### EXERCISE DETAILS
Please locate each line in the entries below that contains the word "blue" and copy those lines.

### THE RECORDS
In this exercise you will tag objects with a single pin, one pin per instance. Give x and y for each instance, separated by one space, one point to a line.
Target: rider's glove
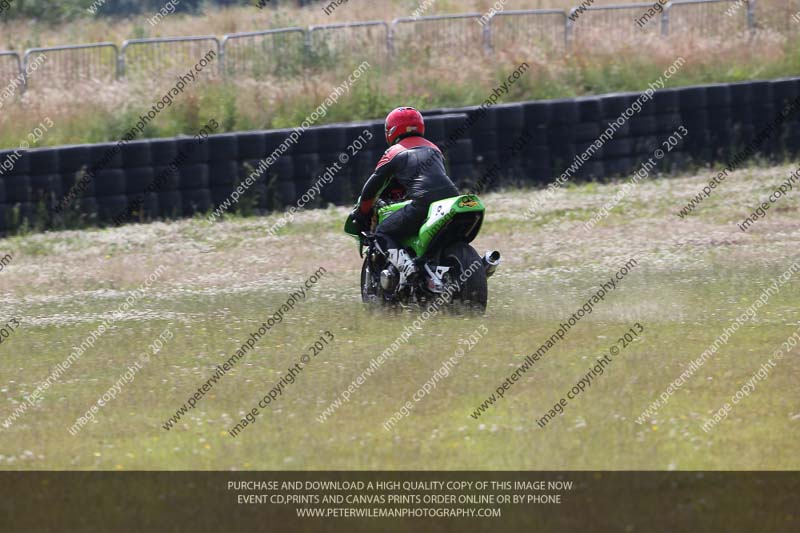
362 220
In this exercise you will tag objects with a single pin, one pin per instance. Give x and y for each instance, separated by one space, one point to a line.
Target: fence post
487 34
751 14
568 28
390 39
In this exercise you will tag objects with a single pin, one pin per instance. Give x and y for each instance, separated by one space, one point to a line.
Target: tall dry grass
16 36
437 77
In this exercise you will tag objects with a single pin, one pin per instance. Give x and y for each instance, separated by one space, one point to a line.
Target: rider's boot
404 264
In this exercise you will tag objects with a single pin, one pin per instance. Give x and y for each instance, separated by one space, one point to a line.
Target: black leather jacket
417 165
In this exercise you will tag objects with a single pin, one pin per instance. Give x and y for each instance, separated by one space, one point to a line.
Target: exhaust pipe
490 262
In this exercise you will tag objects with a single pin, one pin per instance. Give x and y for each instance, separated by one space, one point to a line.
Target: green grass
223 280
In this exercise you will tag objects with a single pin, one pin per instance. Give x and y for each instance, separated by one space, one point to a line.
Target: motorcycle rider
417 165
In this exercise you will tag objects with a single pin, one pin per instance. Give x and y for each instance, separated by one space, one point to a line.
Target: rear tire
369 290
473 292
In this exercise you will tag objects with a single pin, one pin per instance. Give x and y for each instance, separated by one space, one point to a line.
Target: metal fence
542 29
709 17
60 65
444 35
289 51
258 53
348 44
167 55
10 69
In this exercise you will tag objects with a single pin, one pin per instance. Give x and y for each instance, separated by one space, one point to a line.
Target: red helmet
403 121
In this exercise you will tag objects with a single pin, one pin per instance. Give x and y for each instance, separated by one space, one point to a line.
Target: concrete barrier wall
522 143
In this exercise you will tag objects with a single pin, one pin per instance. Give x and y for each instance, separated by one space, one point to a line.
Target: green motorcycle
448 268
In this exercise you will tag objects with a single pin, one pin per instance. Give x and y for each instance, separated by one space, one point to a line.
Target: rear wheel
468 276
369 284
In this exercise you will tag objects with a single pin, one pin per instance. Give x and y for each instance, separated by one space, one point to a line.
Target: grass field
222 281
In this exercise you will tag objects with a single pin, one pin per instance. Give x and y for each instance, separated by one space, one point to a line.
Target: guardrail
725 121
287 51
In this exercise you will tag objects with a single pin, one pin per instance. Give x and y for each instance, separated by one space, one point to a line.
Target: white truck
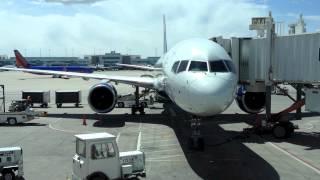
11 163
13 118
98 158
128 100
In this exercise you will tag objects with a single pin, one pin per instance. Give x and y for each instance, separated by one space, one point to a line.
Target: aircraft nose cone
212 95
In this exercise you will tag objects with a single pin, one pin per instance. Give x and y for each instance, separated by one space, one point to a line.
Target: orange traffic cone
84 121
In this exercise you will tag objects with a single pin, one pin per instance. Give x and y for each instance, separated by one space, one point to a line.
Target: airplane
197 75
21 62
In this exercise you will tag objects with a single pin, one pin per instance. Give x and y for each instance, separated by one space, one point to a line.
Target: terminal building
112 58
106 60
47 61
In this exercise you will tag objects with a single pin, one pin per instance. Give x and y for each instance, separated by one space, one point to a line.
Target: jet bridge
296 58
265 62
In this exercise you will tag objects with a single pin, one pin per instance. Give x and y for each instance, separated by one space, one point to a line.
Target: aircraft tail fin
165 47
21 62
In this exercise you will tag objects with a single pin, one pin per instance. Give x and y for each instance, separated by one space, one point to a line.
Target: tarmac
48 142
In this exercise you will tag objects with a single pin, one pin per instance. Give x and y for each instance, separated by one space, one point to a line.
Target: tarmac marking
155 138
156 141
295 157
61 130
165 145
161 151
165 157
309 126
170 160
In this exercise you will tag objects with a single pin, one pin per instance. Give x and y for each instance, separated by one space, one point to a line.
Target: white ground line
118 136
303 162
170 160
160 151
56 129
165 157
166 145
157 141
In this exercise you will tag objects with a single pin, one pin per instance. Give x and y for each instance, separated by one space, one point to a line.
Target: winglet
165 48
21 62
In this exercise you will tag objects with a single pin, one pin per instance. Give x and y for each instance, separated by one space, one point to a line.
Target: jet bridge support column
3 98
299 97
268 102
137 106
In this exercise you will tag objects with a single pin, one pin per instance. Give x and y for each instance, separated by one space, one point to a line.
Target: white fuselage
205 84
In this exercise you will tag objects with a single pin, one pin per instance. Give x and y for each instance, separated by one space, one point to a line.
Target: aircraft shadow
23 124
226 156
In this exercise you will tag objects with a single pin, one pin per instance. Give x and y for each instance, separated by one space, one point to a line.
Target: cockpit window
183 66
198 66
218 66
230 66
174 67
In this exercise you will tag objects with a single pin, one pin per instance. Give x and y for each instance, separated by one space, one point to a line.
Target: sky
84 27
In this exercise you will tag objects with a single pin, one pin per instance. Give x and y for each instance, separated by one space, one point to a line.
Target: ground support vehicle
63 97
37 97
18 105
11 162
98 158
13 118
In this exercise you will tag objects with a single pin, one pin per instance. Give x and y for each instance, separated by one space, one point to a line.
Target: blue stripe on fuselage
79 69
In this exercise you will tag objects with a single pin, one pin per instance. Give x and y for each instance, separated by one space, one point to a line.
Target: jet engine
102 97
251 102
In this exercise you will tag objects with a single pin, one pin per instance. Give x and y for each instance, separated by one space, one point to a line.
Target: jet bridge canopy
295 58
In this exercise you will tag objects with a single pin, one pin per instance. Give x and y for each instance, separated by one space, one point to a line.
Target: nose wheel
196 140
283 130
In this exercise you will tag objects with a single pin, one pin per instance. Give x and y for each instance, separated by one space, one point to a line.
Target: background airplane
21 62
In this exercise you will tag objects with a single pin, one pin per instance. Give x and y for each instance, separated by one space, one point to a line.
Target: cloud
69 2
126 26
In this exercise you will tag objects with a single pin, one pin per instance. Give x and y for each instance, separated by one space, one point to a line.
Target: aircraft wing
147 82
150 68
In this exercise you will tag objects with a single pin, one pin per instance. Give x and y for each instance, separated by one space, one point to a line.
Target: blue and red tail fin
21 62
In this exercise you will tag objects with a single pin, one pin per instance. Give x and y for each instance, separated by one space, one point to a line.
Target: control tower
299 27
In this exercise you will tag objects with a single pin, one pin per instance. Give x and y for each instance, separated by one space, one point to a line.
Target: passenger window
198 66
183 66
111 152
230 66
99 151
218 66
174 67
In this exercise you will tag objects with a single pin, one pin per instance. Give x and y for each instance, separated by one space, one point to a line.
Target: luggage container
37 97
69 96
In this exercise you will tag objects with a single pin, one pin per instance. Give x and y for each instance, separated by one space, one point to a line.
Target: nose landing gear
196 140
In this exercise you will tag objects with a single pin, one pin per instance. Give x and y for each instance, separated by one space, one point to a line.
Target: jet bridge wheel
196 143
12 121
283 130
8 175
196 140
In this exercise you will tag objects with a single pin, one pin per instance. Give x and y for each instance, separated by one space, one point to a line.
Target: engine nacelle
102 97
251 102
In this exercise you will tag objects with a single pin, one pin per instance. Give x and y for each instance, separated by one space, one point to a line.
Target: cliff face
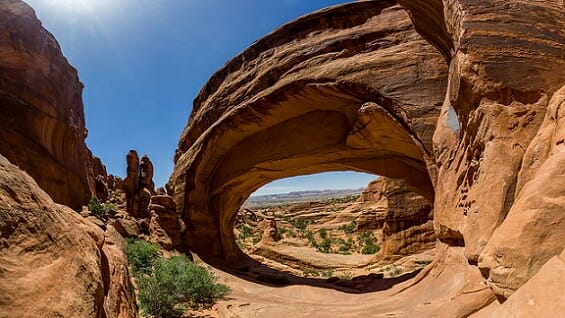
41 112
329 91
363 91
405 218
53 262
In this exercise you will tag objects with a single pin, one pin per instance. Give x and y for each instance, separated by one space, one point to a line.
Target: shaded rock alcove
447 95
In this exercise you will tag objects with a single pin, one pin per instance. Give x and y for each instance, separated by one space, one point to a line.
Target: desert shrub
348 228
346 276
345 246
101 210
310 237
300 224
370 249
175 281
257 238
286 232
141 255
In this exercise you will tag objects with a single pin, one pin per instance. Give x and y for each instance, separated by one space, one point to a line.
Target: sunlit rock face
460 98
54 262
498 177
330 91
41 109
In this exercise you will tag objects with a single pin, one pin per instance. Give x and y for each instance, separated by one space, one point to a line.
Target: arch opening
355 238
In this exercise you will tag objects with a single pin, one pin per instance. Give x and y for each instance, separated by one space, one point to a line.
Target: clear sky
143 61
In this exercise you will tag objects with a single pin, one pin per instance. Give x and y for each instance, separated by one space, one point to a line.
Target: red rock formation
362 91
42 117
329 91
138 185
54 263
405 218
165 226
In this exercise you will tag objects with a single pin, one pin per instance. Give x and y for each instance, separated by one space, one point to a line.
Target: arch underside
331 104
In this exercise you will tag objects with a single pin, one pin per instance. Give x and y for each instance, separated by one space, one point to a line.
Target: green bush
141 255
176 281
101 210
273 279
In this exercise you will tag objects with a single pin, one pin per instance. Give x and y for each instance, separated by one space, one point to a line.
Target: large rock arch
459 115
340 93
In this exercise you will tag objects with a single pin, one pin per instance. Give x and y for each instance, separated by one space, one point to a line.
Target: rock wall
493 147
41 111
468 114
404 217
53 262
138 185
329 91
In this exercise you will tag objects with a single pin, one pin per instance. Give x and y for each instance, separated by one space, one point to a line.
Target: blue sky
143 61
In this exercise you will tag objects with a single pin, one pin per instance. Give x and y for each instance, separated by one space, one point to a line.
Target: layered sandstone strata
363 91
330 91
41 110
53 262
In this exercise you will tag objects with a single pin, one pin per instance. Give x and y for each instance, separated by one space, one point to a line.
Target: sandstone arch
491 152
343 93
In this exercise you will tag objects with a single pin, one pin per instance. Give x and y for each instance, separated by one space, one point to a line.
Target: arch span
473 134
357 94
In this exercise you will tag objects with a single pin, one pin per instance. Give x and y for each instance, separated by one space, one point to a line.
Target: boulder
53 262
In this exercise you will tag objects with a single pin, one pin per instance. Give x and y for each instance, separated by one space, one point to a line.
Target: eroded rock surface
165 226
53 262
362 91
138 185
329 91
41 112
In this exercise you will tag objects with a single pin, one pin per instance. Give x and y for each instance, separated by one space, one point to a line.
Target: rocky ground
321 239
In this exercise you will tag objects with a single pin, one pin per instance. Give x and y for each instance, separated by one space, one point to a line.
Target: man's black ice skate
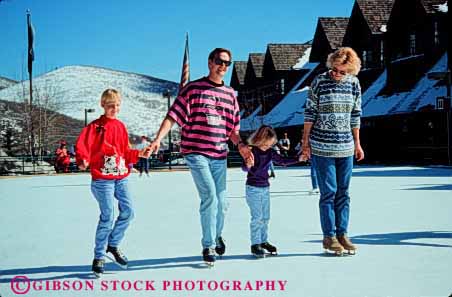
221 247
118 257
257 251
271 249
208 255
98 267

### RESPONSE TO THIS TASK
Target: blue stripe on fuselage
Target: blue and red tail fin
Target: blue sky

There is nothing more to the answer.